Write out every line of the material exactly as it appears.

(Extracted data entries)
□ □ □ □

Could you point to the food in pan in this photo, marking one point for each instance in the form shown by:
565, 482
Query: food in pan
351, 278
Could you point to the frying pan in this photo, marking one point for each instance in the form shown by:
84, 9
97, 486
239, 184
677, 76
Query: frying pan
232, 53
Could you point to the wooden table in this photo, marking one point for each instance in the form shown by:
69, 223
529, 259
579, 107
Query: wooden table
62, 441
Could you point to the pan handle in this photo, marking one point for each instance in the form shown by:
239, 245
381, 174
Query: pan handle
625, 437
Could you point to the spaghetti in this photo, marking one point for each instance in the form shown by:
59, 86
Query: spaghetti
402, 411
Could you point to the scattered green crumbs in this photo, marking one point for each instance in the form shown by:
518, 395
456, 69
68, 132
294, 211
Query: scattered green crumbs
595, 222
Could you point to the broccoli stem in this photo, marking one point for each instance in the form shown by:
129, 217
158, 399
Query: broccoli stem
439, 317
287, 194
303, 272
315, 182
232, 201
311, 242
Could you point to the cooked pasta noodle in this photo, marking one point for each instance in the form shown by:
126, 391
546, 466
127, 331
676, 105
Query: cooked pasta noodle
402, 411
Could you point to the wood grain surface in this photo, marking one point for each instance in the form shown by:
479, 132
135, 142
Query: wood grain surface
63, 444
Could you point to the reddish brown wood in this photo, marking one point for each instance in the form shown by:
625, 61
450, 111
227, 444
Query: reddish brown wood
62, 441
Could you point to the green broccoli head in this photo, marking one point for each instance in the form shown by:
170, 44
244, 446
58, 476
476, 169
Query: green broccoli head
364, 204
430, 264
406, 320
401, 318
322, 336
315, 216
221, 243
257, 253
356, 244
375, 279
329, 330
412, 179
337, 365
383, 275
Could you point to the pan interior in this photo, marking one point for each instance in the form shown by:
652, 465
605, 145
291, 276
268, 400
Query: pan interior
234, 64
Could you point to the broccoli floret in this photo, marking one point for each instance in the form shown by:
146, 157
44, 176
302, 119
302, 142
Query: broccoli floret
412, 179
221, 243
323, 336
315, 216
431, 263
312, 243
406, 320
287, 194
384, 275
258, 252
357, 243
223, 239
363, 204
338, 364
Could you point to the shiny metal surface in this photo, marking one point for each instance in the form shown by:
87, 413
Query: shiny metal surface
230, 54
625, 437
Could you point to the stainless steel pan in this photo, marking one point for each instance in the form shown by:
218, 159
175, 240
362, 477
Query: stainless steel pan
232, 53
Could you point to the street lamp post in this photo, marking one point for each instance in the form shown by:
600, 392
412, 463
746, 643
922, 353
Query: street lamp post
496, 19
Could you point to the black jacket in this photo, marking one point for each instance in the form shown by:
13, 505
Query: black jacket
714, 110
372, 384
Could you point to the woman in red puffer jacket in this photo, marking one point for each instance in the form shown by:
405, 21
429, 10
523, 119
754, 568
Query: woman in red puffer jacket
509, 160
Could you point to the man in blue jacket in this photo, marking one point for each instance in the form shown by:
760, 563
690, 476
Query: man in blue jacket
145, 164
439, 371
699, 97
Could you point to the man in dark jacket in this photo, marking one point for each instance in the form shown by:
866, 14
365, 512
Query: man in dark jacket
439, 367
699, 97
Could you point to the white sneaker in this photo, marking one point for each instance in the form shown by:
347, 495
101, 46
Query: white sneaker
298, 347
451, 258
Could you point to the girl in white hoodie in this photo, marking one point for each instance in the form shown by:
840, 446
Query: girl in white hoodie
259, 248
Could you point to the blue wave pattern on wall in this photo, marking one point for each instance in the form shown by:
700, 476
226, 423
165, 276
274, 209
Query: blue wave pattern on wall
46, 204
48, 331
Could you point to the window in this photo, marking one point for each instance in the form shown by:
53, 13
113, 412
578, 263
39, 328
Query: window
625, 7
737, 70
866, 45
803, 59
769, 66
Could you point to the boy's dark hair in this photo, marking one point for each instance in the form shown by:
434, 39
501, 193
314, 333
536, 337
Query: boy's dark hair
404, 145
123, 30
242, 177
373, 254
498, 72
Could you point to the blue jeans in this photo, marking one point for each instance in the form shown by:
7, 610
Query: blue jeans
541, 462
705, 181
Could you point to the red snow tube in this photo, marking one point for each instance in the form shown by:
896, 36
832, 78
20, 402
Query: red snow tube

□ □ □ □

### Correct result
Could you point to the food in pan in this photo, marking one point for each instance in the form shown by:
565, 482
Query: food in pan
351, 278
Could you point to the frying pan in this photo, marking one point for each instance in the form shown by:
84, 9
97, 486
239, 184
677, 76
Query: frying pan
232, 53
Could you point to the wooden table in this photo, marking one point for each instance in the form shown by:
69, 223
529, 259
579, 107
Query: wooden table
62, 441
Could you point to the pan handle in this photo, marking one point for each instance in the form shown by:
239, 245
381, 174
Query: pan handle
625, 437
Could you point to the spaghetti in this photo, marking one point for each instance in the form shown by:
59, 86
Query: spaghetti
402, 411
Could you point to the scattered green crumbs in this photo, marking one point for each instance in the form shown by:
518, 395
456, 69
68, 132
294, 211
Query: scattered green crumbs
595, 222
Could you point to the broccoli stem in this photo, marking one point for each instance in the form shown by:
129, 217
158, 399
Query: broccoli stem
439, 317
287, 194
303, 272
315, 182
232, 201
311, 242
Could you point to the cooked pasta noodle in this photo, marking one point for each instance in the form shown by:
126, 391
546, 466
127, 331
676, 105
Query: cooked pasta noodle
402, 411
Could you point to the wood grain surface in this photo, marking one point for each instance in the form shown by:
479, 132
135, 142
Query: wood grain surface
63, 444
Could you point to the reddish brown wood in this photo, marking one point for each instance in the form shown by:
625, 61
450, 111
227, 444
Query: reddish brown wood
62, 441
Could you point to the green broccoli head in this photo, marking one point for each instance in the form shown by:
170, 44
244, 446
58, 476
476, 169
Query: green broccoli head
364, 204
430, 264
406, 320
401, 318
322, 336
315, 216
221, 243
257, 253
356, 244
375, 279
329, 330
412, 179
337, 365
383, 275
Could you point to the pan interior in this photo, marking one point for each instance in the form shown by:
652, 465
605, 145
291, 276
268, 400
Query: pan interior
234, 64
Could you point to the broccoli floret in this photo, marking one point for each instance in the form shown by:
146, 157
44, 176
302, 119
302, 142
Query: broccoli floret
412, 179
221, 243
323, 336
315, 216
431, 263
312, 243
406, 320
287, 194
384, 275
258, 252
357, 243
223, 239
363, 204
338, 364
Could you point to the shiny metal surface in this photo, marking one point for each instance in the form shown by:
87, 413
Query: shiny metal surface
230, 54
625, 437
Could you point to the stainless steel pan in this photo, marking one point for each instance in the form shown by:
218, 159
175, 240
362, 477
Query: stainless steel pan
232, 53
Could you point to the street lamp post in this photo, marking one point for each instance in the form shown by:
600, 392
412, 463
746, 643
922, 353
Query: street lamp post
496, 19
Could you point to the black jacket in this photo, marking one point for each instance in the form shown by:
13, 505
Query: black jacket
714, 110
372, 384
Could you point to the woman in red puffer jacket in this photo, marking one point for each instance in the form shown by:
405, 21
429, 10
523, 119
754, 568
Query: woman in red puffer jacket
509, 160
Could you point to the man in blue jacket in this photo, marking one point for each instance in the form shown by:
760, 563
690, 476
Query: man in blue jacket
145, 164
439, 371
699, 97
Could you point to the man in dark jacket in this photo, marking one point for each instance in the form shown by:
866, 14
365, 512
Query: man in dark jacket
439, 367
699, 97
Could you point to the white sneaker in this photo, marking one point for each instance in the form shown by:
347, 495
101, 46
Query: white sneaker
298, 347
451, 258
Could you point to the girl in white hoodie in this photo, marking one point for each instance in the form shown by:
840, 446
Query: girl in white hoodie
259, 248
Could you point to the blue wave pattern on wall in this photo, marking one point for each instance in the form shown by:
700, 476
226, 423
165, 276
274, 209
Query: blue wave pattern on wall
46, 204
48, 331
Could you point to the window in this photo, marking one point for each instance in the form shown by:
53, 13
113, 412
578, 263
39, 328
Query: window
625, 7
737, 70
866, 45
803, 59
769, 66
Could you point to the boy's dark hair in this photo, marking one point for each instance in the form shown by:
434, 39
501, 193
314, 333
536, 337
Query: boy's dark hair
404, 145
123, 30
242, 177
373, 254
498, 72
Could you point to the blue jeans in this photo, marking one point for each instance in the form shown by:
7, 610
Query: blue jeans
541, 462
705, 181
Could you point to the red snow tube in this photo, marking one point for each instance in the form shown by:
896, 36
832, 78
20, 402
Query: red snow tube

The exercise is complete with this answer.